— Task to carry out —
Lay out the records below as a JSON list of strings, one string per line, from the line containing "of the brown" through the line containing "<point>527,207</point>", both included. Omit blank lines and include no other lines.

— Input —
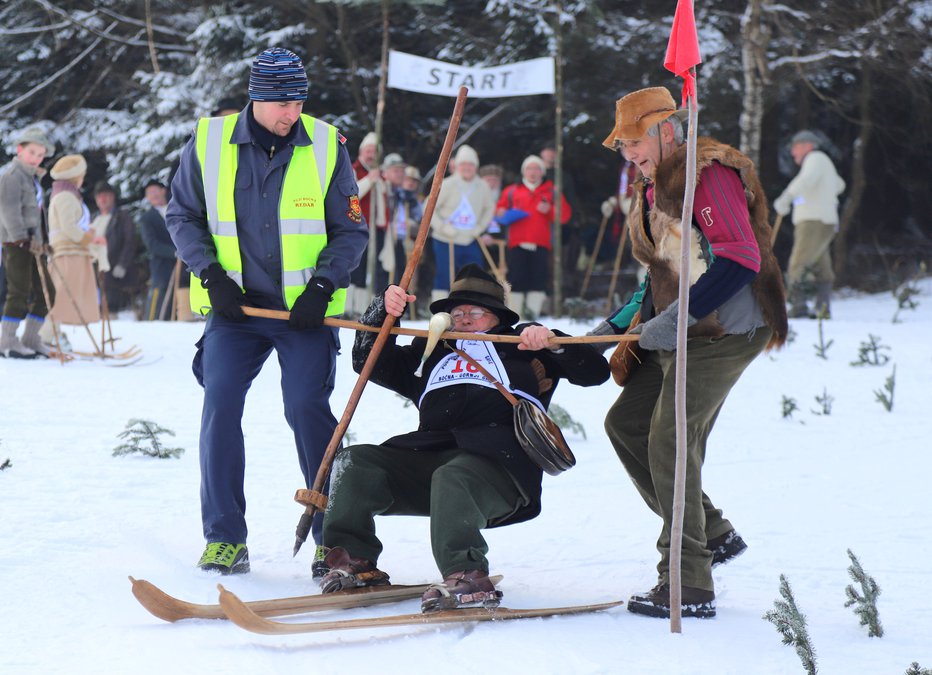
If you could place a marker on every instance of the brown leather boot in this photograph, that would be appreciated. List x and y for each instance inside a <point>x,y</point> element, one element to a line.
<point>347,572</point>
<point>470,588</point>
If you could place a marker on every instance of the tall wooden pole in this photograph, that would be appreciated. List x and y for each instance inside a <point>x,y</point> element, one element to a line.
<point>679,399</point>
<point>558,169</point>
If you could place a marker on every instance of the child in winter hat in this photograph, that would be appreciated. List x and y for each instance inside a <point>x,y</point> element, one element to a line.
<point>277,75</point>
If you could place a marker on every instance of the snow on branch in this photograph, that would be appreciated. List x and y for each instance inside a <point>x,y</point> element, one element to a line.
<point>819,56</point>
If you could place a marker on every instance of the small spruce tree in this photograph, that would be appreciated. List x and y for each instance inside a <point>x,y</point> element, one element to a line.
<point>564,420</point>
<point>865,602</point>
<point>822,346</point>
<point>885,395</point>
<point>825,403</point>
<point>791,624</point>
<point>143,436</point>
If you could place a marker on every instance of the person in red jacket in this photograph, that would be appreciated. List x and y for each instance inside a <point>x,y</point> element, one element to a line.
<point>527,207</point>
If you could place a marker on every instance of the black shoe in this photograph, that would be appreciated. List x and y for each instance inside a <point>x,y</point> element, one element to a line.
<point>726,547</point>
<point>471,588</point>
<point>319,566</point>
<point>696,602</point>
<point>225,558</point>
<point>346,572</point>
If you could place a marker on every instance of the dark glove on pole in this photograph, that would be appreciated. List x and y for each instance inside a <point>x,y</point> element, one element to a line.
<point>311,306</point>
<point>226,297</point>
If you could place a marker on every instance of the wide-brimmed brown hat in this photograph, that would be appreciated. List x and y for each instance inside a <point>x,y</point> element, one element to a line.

--

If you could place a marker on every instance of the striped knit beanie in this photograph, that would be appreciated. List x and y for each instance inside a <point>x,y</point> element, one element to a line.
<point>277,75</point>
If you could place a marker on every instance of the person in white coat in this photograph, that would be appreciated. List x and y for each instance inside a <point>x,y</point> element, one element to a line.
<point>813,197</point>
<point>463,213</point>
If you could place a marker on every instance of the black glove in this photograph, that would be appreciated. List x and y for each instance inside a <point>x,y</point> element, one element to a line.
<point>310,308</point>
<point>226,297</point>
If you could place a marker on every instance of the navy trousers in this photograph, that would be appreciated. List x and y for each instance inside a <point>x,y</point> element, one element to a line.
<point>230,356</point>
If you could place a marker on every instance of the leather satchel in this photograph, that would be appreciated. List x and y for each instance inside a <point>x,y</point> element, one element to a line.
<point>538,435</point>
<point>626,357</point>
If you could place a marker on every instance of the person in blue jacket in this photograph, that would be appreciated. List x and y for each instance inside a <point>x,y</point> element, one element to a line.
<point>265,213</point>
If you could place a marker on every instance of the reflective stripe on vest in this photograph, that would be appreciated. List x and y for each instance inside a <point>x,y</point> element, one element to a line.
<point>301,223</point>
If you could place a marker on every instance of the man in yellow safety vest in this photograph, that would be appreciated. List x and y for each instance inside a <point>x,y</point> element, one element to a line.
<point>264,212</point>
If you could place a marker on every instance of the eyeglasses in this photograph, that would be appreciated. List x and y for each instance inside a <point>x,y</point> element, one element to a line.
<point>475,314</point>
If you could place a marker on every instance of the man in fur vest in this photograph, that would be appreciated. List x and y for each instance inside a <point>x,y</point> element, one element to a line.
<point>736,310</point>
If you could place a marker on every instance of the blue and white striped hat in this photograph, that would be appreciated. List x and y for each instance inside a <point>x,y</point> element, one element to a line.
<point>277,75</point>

— The answer —
[
  "If you could place a marker on every instance of the brown leather boot in this photograph, that would be appreciated. List x and y for each instance inside a <point>x,y</point> element, one element to a line.",
  "<point>347,572</point>",
  "<point>470,588</point>",
  "If you could place a marker on every instance of the tall wooden pole in this photograph, that would be appreciated. List x and y for each instance inside a <point>x,y</point> element, one element to a line.",
  "<point>679,399</point>",
  "<point>558,169</point>",
  "If you could place a marker on every instance of the child in winter hat in this photograph, that would be appreciated. List x and y for each instance inside a <point>x,y</point> element, one element to a line.",
  "<point>277,75</point>",
  "If you could place a marker on every instance of the snow on branch in this photograph, that would be appreciated. List x and y for each instance inside a <point>x,y</point> element, one element to a line.",
  "<point>819,56</point>",
  "If you could place a marker on every instance of the small spruce tree in this photograph, that would be appreciated. List x and y for each instance inside a <point>x,y</point> element, one element to a line.",
  "<point>564,420</point>",
  "<point>865,602</point>",
  "<point>822,346</point>",
  "<point>885,395</point>",
  "<point>825,403</point>",
  "<point>791,624</point>",
  "<point>143,436</point>",
  "If you could place a marker on every instance of the person in red jacket in this photograph, that would be appreciated. List x and y for each instance inside a <point>x,y</point> element, one element to a line.",
  "<point>527,207</point>"
]